Work request: In the data below, find the line with "horse in the photo below." and the line with "head in the photo above.", then restate both and every line between them exactly, minus the pictures.

Records shown:
-.-.-
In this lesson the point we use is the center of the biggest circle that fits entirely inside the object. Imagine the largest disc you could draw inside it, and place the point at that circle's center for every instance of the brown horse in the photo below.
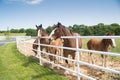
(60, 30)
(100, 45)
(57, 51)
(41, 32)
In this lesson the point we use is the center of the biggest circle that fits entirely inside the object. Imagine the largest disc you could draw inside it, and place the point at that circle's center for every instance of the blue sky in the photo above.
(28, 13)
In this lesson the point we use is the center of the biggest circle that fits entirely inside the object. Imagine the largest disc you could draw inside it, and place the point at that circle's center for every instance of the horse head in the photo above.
-.-.-
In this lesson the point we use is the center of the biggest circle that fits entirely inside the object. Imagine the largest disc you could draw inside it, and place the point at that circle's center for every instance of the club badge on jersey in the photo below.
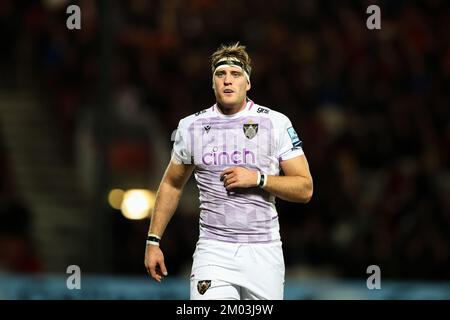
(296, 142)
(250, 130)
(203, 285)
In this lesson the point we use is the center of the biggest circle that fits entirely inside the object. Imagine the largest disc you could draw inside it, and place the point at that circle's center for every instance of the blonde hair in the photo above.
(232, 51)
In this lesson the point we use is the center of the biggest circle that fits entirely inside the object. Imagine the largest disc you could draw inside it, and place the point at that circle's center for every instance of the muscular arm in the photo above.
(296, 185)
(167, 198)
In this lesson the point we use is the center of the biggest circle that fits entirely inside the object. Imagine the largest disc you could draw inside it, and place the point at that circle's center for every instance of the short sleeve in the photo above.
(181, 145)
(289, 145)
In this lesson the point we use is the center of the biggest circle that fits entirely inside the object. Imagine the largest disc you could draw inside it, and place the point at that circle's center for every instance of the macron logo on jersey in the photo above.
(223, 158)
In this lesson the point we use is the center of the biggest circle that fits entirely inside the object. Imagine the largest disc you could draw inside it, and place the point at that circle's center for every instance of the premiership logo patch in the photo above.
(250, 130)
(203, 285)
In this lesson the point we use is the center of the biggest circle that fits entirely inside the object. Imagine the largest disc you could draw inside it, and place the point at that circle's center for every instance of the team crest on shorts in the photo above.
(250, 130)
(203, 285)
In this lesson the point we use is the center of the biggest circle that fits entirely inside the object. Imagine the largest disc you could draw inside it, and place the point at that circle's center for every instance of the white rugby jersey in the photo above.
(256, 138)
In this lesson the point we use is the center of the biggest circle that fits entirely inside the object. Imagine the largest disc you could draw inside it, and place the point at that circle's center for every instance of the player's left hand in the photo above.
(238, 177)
-.-.-
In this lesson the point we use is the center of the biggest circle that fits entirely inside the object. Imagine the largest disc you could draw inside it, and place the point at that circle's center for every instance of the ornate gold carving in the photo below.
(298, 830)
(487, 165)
-.-.-
Task result:
In this lesson the point we use is the center of the biggest circle that fits entirely inside the object. Imagine the largest disc you could draw inside it, and place the point at that circle's center for every instance of the brown horse in the photo below.
(60, 30)
(100, 45)
(57, 51)
(41, 32)
In this lesson the point we use is the center of the biggest circle that fits entirely inside the object. Imagine the largest disc you could draw inside it, and place the point at that circle's center for every instance of the blue sky in the photo above.
(28, 13)
In this lesson the point we use is the center of the biggest circle that fits entirely inside the object. Imagine the largest disc you could draw inside it, and place the point at that circle's center for every instance of the horse head in the photo above.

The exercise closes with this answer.